ARTICLE:
==================================================

Math, asked by shahsanjay2630, 11 months ago

Prove the following trigonometric identities:
cos/cosecθ+1+cosθ/cosecθ-1=2tanθ

Answers

Answered by harendrachoubay
1

\dfrac{\cos \theta}{\csc \theta+1} +\dfrac{\cos \theta}{\csc \theta-1}=2\tan \theta, proved.

Step-by-step explanation:

To prove that:

\dfrac{\cos \theta}{\csc \theta+1} +\dfrac{\cos \theta}{\csc \theta-1}=2\tan \theta.

L.H.S. = \dfrac{\cos \theta}{\csc \theta+1} +\dfrac{\cos \theta}{\csc \theta-1}

To take LCM of denominator part, we get

= \dfrac{\cos \theta(\csc \theta-1)+\cos \theta(\csc \theta+1)}{(\csc \theta+1)(\csc \theta-1)}

Using the algebraic identity,

a^{2} -b^{2} = (a + b)(a - b)

==================================================

SUPPLIED INFORMATION:
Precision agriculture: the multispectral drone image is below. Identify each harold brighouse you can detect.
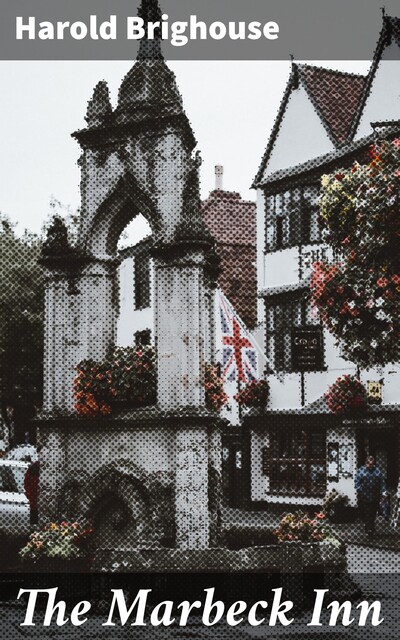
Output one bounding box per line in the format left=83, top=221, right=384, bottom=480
left=15, top=13, right=279, bottom=47
left=18, top=587, right=384, bottom=627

==================================================

GIVEN INSTRUCTION A:
Which algebraic identity does the answer in the trigonometric identity thread apply to the denominator?
GIVEN INSTRUCTION B:
Continue the trigonometric identity thread, starting right after its last line.

ANSWER A:
a² − b² = (a + b)(a − b)

ANSWER B:
= \dfrac{\cos \theta\csc \theta-\cos \theta+\cos \theta\csc \theta+\cos \theta}{\csc^2 \theta-1^2}

= \dfrac{\cos \theta\csc \theta+\cos \theta\csc \theta}{\csc^2 \theta-1}

= \dfrac{2\cos \theta\csc \theta}{\csc^2 \theta-1}

Using the trigonometric identity,

\csc^2 A - \cot^2 A= 1

\cot^2 A = \csc^2 A -1

= \dfrac{2\cos \theta\csc \theta}{\cot^2 \theta}

= \dfrac{2\cos \theta\csc \theta}{\cot^2 \theta}

Using the trigonometric identity,

\csc A =\dfrac{1}{\sin A} and \cot A =\dfrac{\cos A }{\sin A}

= \dfrac{2\cos \theta\dfrac{1}{\sin A}}{\dfrac{\cos^2 A }{\sin^2 A}}

= \dfrac{2\sin \theta}{\cos \theta}

Using the trigonometric identity,

\tan A =\dfrac{\sin A }{\cos A}

= 2\tan \theta

= R.H.S., proved.

\dfrac{\cos \theta}{\csc \theta+1} +\dfrac{\cos \theta}{\csc \theta-1}=2\tan \theta, proved.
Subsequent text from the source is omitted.